Quote the data below word for word, without the pictures.

>> begin

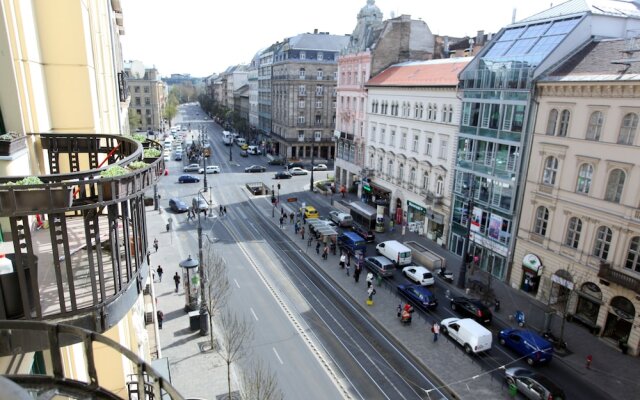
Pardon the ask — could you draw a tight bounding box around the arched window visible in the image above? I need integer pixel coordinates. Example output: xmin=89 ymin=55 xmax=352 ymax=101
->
xmin=624 ymin=236 xmax=640 ymax=272
xmin=436 ymin=176 xmax=444 ymax=196
xmin=558 ymin=110 xmax=571 ymax=137
xmin=542 ymin=156 xmax=558 ymax=185
xmin=533 ymin=206 xmax=549 ymax=236
xmin=593 ymin=226 xmax=613 ymax=261
xmin=576 ymin=164 xmax=593 ymax=194
xmin=547 ymin=108 xmax=558 ymax=136
xmin=618 ymin=113 xmax=638 ymax=145
xmin=587 ymin=111 xmax=604 ymax=141
xmin=604 ymin=168 xmax=626 ymax=203
xmin=564 ymin=217 xmax=582 ymax=249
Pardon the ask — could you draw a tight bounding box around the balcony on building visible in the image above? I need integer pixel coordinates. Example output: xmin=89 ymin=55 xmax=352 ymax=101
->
xmin=0 ymin=133 xmax=164 ymax=332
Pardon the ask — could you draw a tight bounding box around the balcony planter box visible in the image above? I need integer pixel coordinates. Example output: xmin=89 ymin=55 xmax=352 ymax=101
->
xmin=0 ymin=186 xmax=73 ymax=212
xmin=0 ymin=135 xmax=27 ymax=156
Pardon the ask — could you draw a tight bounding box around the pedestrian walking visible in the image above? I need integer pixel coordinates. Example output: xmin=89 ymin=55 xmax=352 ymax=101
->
xmin=173 ymin=272 xmax=180 ymax=293
xmin=156 ymin=310 xmax=164 ymax=329
xmin=431 ymin=321 xmax=440 ymax=342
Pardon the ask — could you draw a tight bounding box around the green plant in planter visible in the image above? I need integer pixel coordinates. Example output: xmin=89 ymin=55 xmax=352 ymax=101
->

>> end

* **OUTPUT OF THE EXERCISE**:
Pardon the ask — could you draw a tight bounding box around the arched window visible in the image above? I need integer pixel coordinates. Example output: xmin=89 ymin=55 xmax=352 ymax=101
->
xmin=624 ymin=236 xmax=640 ymax=272
xmin=436 ymin=176 xmax=444 ymax=196
xmin=558 ymin=110 xmax=571 ymax=137
xmin=542 ymin=156 xmax=558 ymax=185
xmin=533 ymin=206 xmax=549 ymax=236
xmin=593 ymin=226 xmax=613 ymax=261
xmin=576 ymin=164 xmax=593 ymax=194
xmin=547 ymin=108 xmax=558 ymax=136
xmin=618 ymin=113 xmax=638 ymax=145
xmin=587 ymin=111 xmax=604 ymax=141
xmin=604 ymin=168 xmax=626 ymax=203
xmin=564 ymin=217 xmax=582 ymax=249
Pardon the ask — could you draw a tight bounding box around the balcony on building visible in the image above? I need integer pixel coordinates. Example output: xmin=89 ymin=55 xmax=352 ymax=101
->
xmin=0 ymin=133 xmax=164 ymax=332
Pardon the ask — could you draw a tight bounding box around the balcony planter box visible in the image above? I need integer pixel coordinates. Example output: xmin=89 ymin=55 xmax=352 ymax=101
->
xmin=0 ymin=186 xmax=73 ymax=212
xmin=0 ymin=135 xmax=27 ymax=156
Pardon the ask — could you draw a tight bounding box around the pedestrian walking visible in the image above? I need integer pixel coordinates. Example output: xmin=89 ymin=55 xmax=352 ymax=101
->
xmin=173 ymin=272 xmax=180 ymax=293
xmin=156 ymin=310 xmax=164 ymax=329
xmin=431 ymin=321 xmax=440 ymax=342
Pardon the ask — could you draw a tight bounding box around the green plant in planter visible in the image above? I need integer pixel coordinates. Example output: xmin=89 ymin=55 xmax=352 ymax=101
->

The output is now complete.